— BEGIN Provided text —
Kubernetes 101: A beginner’s guide to container orchestration

A high level introduction to Kubernetes and it’s components

Harshita Sharma

Published in

Accredian

9 min readSep 15, 2023

Introduction

If you’re new to the world of container management and have ever wondered how leading tech companies effortlessly deploy and scale their applications, Kubernetes might just be the thing you’re looking for.

Think of Kubernetes as the traffic controller for your containerized applications. It ensures they run harmoniously, scaling up when needed and self-healing when things go awry.

Kubernetes(or K8s) was developed by Google and now maintained by the Cloud Native Computing Foundation (CNCF), it has become the de facto standard for container orchestration due to its robust features and active community support.

It’s an open-source container orchestration platform that simplifies the deployment, scaling, and management of containerized applications, which basically means that kubernetes helps you manage applications that are made up of hundreds or maybe thousands of containers and it helps you manage them in different environments like physical machines, virtual machines or cloud environments or even hybrid deployment environments.

What problems does Kubernetes solve?

The rise of microservices in almost every domain has also increased the usage of container technology to manage them and actually offer the perfect host for small independent applications.
— END Provided text —
— BEGIN Recorded information —
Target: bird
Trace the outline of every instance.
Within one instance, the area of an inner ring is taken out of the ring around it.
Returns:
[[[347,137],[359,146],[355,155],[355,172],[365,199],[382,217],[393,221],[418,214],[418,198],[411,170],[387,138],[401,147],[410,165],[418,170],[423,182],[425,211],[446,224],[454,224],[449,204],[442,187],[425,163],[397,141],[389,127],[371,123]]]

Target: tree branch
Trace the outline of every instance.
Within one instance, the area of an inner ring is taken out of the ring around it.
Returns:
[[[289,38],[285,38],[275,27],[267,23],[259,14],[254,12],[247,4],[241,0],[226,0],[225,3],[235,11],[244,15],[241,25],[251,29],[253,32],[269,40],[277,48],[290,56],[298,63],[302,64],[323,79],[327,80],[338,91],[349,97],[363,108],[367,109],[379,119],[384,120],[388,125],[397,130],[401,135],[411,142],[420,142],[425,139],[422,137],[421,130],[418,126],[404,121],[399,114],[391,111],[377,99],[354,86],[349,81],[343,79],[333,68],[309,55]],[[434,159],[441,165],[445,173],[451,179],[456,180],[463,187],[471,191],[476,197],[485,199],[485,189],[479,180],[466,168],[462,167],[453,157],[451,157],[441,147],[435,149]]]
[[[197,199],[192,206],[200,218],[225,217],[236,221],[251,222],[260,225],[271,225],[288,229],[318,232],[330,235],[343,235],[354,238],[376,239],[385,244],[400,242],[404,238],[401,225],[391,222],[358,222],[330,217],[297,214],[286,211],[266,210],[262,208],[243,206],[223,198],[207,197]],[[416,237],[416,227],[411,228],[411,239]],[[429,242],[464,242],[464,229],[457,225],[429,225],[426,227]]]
— END Recorded information —
**Requests**
a – Using the Kubernetes guide, decide whether each statement agrees with it, answering yes or no and quoting the deciding words: (i) Kubernetes was developed by Google; (ii) Google still maintains Kubernetes today; (iii) Kubernetes is a proprietary platform.
b – What does the Kubernetes guide say to think of Kubernetes as?
c – Please return the passage of the Kubernetes guide from "Think of Kubernetes" up to and including "things go awry.".
The material has no connection to the Kubernetes guide.

**Answers by task**
a –
(i) Yes: "Kubernetes(or K8s) was developed by Google"
(ii) No: "now maintained by the Cloud Native Computing Foundation (CNCF)"
(iii) No: "It’s an open-source container orchestration platform"

b – The traffic controller for your containerized applications.

c –
Think of Kubernetes as the traffic controller for your containerized applications. It ensures they run harmoniously, scaling up when needed and self-healing when things go awry.